** begin **
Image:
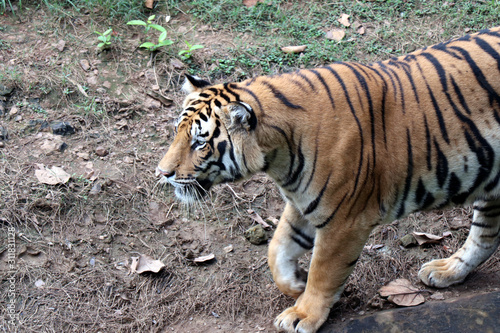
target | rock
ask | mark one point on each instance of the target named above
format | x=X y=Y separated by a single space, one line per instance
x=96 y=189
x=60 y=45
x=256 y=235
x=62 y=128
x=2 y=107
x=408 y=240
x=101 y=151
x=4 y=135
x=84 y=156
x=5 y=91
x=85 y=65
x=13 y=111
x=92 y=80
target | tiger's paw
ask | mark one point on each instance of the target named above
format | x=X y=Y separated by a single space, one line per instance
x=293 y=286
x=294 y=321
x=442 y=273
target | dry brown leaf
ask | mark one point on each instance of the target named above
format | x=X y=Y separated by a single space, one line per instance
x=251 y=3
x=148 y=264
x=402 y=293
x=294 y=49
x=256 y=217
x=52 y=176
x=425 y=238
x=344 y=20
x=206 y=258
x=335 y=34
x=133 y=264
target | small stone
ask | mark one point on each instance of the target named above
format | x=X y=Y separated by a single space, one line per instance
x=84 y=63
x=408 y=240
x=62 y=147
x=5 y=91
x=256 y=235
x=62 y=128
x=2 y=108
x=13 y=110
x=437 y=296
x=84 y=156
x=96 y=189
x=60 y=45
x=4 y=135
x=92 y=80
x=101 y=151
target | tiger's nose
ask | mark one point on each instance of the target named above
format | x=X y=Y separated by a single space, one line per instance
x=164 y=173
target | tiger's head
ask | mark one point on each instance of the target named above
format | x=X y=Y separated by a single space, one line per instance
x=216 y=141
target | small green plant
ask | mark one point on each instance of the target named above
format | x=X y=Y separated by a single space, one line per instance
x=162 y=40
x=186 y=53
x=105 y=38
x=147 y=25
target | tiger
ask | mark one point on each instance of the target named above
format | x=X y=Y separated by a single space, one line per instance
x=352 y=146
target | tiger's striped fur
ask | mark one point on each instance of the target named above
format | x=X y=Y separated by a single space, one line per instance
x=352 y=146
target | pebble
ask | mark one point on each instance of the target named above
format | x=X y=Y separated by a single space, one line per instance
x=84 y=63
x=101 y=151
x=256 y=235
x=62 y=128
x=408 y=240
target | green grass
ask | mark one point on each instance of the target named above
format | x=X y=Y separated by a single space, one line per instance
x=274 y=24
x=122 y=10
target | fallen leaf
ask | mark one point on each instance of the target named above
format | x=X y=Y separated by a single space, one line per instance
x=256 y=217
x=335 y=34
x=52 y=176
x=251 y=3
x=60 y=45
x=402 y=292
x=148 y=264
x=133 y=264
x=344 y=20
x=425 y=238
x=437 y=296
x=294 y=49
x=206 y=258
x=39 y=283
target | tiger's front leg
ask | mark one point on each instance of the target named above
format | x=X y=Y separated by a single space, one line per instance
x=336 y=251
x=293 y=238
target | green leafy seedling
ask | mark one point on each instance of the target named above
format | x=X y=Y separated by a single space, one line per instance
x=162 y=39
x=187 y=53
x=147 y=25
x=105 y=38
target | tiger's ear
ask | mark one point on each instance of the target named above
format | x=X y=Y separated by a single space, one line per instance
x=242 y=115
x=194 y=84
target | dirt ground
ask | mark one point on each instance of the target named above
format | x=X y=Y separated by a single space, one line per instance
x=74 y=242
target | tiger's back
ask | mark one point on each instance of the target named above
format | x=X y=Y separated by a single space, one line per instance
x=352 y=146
** end **
** begin **
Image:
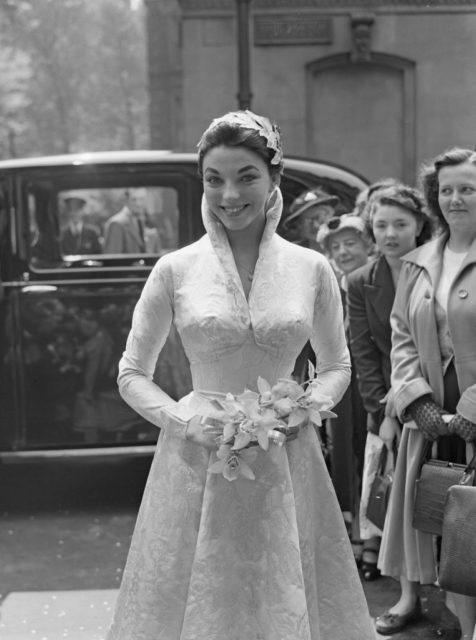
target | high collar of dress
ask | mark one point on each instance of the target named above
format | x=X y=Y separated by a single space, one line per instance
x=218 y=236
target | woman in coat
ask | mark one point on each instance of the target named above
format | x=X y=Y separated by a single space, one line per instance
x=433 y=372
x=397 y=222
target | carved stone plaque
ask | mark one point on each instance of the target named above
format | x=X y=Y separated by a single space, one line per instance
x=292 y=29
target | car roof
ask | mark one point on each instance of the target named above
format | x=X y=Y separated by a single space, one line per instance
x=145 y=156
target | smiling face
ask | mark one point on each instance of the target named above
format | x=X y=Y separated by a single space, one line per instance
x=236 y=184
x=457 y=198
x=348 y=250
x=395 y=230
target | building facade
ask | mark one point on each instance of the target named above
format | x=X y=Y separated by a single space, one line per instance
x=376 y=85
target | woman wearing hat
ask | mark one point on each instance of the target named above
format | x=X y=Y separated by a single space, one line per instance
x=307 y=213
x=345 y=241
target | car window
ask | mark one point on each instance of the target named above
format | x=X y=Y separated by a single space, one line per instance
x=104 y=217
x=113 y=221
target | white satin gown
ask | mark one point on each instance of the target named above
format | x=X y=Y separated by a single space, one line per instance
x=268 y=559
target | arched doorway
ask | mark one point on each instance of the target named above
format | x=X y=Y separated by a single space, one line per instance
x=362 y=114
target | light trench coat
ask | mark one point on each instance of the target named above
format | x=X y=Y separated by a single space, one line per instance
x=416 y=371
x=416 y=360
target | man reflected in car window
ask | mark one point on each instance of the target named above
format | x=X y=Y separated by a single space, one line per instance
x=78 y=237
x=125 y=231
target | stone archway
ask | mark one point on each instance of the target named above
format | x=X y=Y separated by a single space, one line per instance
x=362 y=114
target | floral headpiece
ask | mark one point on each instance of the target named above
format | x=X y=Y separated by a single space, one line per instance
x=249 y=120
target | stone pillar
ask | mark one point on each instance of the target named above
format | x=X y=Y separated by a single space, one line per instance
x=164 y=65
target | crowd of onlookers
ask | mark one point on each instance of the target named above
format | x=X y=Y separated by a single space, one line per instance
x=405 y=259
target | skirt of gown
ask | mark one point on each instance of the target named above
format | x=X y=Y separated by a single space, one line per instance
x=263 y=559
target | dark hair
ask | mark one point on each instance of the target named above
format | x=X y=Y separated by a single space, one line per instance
** end **
** begin **
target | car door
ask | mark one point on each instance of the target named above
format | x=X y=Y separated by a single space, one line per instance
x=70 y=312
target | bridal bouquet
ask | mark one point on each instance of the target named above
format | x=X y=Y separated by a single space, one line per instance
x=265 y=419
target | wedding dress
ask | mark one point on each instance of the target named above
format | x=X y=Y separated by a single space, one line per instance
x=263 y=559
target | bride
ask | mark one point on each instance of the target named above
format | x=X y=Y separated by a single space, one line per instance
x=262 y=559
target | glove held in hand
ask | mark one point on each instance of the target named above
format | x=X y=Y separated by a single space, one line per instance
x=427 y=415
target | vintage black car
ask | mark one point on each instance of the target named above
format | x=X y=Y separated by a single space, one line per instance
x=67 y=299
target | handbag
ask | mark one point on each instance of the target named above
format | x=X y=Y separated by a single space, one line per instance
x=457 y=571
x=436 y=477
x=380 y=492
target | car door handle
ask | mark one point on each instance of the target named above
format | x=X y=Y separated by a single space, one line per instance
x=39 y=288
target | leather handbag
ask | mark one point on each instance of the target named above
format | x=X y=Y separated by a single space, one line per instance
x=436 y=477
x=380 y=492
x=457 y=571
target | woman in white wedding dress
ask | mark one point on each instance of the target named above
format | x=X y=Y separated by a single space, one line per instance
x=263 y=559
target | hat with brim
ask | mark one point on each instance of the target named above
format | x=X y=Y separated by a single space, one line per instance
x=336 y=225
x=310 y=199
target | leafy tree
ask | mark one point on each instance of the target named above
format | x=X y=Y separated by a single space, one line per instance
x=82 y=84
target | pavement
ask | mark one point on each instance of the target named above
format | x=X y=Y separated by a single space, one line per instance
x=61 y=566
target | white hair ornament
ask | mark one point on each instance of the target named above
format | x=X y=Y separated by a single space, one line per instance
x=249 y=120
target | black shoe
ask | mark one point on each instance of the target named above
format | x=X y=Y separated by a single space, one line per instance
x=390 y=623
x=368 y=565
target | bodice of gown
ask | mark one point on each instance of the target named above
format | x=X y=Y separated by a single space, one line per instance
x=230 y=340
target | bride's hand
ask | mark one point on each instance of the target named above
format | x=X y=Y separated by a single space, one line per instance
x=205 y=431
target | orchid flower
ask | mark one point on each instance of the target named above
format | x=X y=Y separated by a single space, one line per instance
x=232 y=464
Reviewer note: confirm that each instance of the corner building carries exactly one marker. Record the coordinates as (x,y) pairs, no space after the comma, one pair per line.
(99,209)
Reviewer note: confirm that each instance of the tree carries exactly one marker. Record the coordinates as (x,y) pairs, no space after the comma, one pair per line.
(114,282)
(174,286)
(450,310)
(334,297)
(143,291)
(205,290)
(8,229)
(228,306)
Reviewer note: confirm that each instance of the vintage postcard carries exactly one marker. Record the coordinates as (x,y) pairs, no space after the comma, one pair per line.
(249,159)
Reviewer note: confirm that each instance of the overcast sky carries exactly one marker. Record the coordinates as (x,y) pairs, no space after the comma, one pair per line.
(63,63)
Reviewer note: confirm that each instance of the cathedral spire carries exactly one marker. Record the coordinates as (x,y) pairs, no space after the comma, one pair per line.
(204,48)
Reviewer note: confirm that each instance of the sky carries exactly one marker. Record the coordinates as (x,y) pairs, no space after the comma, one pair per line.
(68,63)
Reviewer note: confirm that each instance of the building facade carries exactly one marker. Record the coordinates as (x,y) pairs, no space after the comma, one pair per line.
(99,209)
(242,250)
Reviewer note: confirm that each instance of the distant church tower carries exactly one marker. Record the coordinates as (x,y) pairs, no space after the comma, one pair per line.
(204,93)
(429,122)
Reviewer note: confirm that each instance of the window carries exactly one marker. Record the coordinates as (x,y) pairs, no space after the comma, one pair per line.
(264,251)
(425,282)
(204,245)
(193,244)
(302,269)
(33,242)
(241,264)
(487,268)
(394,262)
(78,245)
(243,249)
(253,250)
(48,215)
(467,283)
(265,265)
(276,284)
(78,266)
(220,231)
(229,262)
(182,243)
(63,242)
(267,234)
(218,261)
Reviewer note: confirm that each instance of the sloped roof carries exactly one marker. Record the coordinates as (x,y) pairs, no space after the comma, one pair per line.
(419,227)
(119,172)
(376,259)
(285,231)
** end **
*What you are asked to do:* Rewrite the items from the line with "target | wedding dress" up to and including the line with "x=427 y=415", changing every "target" to "object" and leaving everything else unchanged.

*Task output:*
object | wedding dress
ask | mark one point on each instance of the object named above
format | x=X y=Y separated by a single space, one line per instance
x=263 y=559
object | bride
ask | mark one point on each instance of the object named above
format | x=X y=Y separated by a single space, one line per instance
x=262 y=559
object | glove held in hand
ask | mark one point on each instance of the object named above
format | x=X y=Y separated by a single space, one line per instance
x=427 y=415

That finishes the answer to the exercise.